──────── DATA FOR THIS EXERCISE

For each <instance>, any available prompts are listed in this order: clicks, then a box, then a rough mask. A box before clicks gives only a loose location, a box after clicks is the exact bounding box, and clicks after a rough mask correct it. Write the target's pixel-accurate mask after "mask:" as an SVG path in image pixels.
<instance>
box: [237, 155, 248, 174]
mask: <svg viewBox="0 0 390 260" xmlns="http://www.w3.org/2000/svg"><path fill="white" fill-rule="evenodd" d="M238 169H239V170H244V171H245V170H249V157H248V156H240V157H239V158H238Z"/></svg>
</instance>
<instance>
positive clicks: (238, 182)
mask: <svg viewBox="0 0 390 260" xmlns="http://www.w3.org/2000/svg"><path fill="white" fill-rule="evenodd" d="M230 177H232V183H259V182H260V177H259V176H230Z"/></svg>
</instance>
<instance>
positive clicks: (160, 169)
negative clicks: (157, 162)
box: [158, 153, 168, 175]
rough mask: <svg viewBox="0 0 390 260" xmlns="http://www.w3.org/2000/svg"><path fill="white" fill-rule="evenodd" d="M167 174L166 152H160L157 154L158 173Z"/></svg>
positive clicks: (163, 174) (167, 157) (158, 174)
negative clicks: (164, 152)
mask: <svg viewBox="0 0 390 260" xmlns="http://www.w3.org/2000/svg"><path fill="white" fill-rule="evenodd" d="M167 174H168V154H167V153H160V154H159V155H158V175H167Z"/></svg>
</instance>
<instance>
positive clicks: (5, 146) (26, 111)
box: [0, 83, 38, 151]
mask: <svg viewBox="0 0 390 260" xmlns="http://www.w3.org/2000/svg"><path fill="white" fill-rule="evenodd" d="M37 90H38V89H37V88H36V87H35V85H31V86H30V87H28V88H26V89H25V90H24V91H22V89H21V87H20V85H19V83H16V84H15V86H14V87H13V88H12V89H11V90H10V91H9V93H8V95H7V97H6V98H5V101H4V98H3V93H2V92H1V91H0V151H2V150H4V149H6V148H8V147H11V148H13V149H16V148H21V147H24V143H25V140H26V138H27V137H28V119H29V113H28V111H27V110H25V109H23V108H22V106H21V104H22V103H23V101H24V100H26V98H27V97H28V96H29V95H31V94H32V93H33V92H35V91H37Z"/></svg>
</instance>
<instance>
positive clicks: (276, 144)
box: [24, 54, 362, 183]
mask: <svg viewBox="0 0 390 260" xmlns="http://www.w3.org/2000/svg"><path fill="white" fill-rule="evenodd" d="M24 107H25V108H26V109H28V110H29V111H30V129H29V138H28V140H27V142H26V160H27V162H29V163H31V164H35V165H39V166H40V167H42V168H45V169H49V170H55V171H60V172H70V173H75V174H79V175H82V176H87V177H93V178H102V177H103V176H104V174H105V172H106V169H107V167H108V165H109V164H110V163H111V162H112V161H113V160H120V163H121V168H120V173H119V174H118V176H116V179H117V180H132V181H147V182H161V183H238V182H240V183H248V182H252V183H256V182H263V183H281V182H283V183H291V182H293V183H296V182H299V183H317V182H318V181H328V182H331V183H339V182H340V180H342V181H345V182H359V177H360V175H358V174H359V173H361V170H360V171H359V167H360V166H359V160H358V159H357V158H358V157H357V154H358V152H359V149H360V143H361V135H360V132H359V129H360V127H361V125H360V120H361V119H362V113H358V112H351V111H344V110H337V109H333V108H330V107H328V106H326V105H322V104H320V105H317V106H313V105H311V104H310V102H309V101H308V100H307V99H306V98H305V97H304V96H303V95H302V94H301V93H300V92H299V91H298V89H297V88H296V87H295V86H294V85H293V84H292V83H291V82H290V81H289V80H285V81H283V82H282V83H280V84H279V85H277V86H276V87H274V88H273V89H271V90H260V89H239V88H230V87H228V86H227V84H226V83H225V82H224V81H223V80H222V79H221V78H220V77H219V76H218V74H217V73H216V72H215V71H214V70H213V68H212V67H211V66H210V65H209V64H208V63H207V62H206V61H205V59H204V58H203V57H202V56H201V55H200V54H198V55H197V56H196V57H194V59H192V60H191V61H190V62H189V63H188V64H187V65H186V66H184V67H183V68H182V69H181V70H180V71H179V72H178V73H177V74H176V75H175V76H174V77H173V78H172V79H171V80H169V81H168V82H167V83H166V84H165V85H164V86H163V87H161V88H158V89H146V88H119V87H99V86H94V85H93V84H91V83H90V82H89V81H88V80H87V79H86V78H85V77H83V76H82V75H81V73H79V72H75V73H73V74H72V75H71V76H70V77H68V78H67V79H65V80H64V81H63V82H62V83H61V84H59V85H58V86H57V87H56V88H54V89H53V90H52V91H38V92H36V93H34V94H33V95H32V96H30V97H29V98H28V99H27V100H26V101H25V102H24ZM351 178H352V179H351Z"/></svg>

────────────────

= EXERCISE GOAL =
Please set down all the data word for word.

= OUTPUT FOR THIS TASK =
For each <instance>, any available prompts are listed in this order: clicks, then a box, then a rough mask. A box before clicks gives only a loose location, a box after clicks is the exact bounding box, and clicks after a rough mask correct it. Write the target's pixel-accurate mask after "mask:" as an SVG path in image pixels.
<instance>
box: [237, 155, 248, 174]
mask: <svg viewBox="0 0 390 260" xmlns="http://www.w3.org/2000/svg"><path fill="white" fill-rule="evenodd" d="M238 169H239V170H244V171H245V170H249V157H248V156H240V157H239V158H238Z"/></svg>
</instance>
<instance>
positive clicks: (238, 182)
mask: <svg viewBox="0 0 390 260" xmlns="http://www.w3.org/2000/svg"><path fill="white" fill-rule="evenodd" d="M230 177H232V183H259V182H260V177H259V176H230Z"/></svg>
</instance>
<instance>
positive clicks: (160, 169)
negative clicks: (157, 162)
box: [158, 153, 168, 175]
rough mask: <svg viewBox="0 0 390 260" xmlns="http://www.w3.org/2000/svg"><path fill="white" fill-rule="evenodd" d="M167 174L166 152H160L157 154L158 173Z"/></svg>
positive clicks: (163, 174) (167, 157) (158, 174)
negative clicks: (164, 152)
mask: <svg viewBox="0 0 390 260" xmlns="http://www.w3.org/2000/svg"><path fill="white" fill-rule="evenodd" d="M167 174H168V154H167V153H160V154H159V155H158V175H167Z"/></svg>
</instance>
<instance>
positive clicks: (5, 146) (26, 111)
box: [0, 83, 38, 151]
mask: <svg viewBox="0 0 390 260" xmlns="http://www.w3.org/2000/svg"><path fill="white" fill-rule="evenodd" d="M37 90H38V89H37V88H36V87H35V85H31V86H30V87H28V88H26V89H25V90H24V91H22V89H21V87H20V85H19V83H16V84H15V86H14V87H13V88H12V89H11V90H10V91H9V93H8V95H7V97H6V98H5V101H4V98H3V93H2V92H1V91H0V151H2V150H4V149H6V148H8V147H11V148H13V149H16V148H21V147H24V143H25V140H26V138H27V137H28V119H29V113H28V111H27V110H25V109H23V108H22V106H21V104H22V103H23V101H24V100H26V98H27V97H28V96H29V95H31V94H32V93H33V92H35V91H37Z"/></svg>
</instance>
<instance>
positive clicks: (276, 144)
box: [24, 54, 362, 183]
mask: <svg viewBox="0 0 390 260" xmlns="http://www.w3.org/2000/svg"><path fill="white" fill-rule="evenodd" d="M24 107H25V108H26V109H28V110H29V111H30V129H29V138H28V140H27V142H26V160H27V162H29V163H31V164H35V165H39V166H40V167H42V168H45V169H49V170H55V171H60V172H70V173H75V174H79V175H82V176H87V177H93V178H102V177H103V176H104V174H105V172H106V169H107V167H108V165H109V164H110V163H111V162H112V161H113V160H120V163H121V168H120V173H119V174H118V176H116V179H117V180H132V181H147V182H161V183H238V182H240V183H248V182H252V183H256V182H263V183H281V182H283V183H291V182H293V183H296V182H299V183H317V182H318V181H328V182H331V183H339V182H340V180H342V181H345V182H359V177H360V175H358V174H359V173H361V170H360V171H359V167H360V166H359V160H358V159H357V158H358V157H357V154H358V152H359V149H360V143H361V135H360V132H359V129H360V127H361V125H360V120H361V119H362V113H358V112H351V111H344V110H337V109H333V108H330V107H328V106H326V105H322V104H320V105H317V106H313V105H311V104H310V102H309V101H308V100H307V99H306V98H305V97H304V96H303V95H302V94H301V93H300V92H299V91H298V89H297V88H296V87H295V86H294V85H293V84H292V83H291V82H290V81H289V80H285V81H283V82H282V83H280V84H279V85H277V86H276V87H274V88H273V89H271V90H260V89H239V88H230V87H228V86H227V84H226V83H225V82H224V81H223V80H222V79H221V78H220V77H219V76H218V74H217V73H216V72H215V71H214V70H213V68H212V67H211V66H210V65H209V64H208V63H207V62H206V61H205V59H204V58H203V57H202V56H201V55H200V54H198V55H197V56H196V57H194V59H192V60H191V61H190V62H189V63H188V64H187V65H186V66H184V67H183V68H182V69H181V70H180V71H179V72H178V73H177V74H176V75H175V76H174V77H173V78H172V79H171V80H169V81H168V82H167V83H166V84H165V85H164V86H163V87H161V88H158V89H146V88H119V87H99V86H94V85H93V84H91V83H90V82H89V81H88V80H87V79H86V78H85V77H83V76H82V75H81V73H79V72H75V73H73V74H72V75H71V76H70V77H68V78H67V79H65V80H64V81H63V82H62V83H61V84H59V85H58V86H57V87H56V88H54V89H53V90H52V91H38V92H36V93H34V94H33V95H32V96H30V97H29V98H28V99H27V100H26V101H25V102H24ZM351 178H352V179H351Z"/></svg>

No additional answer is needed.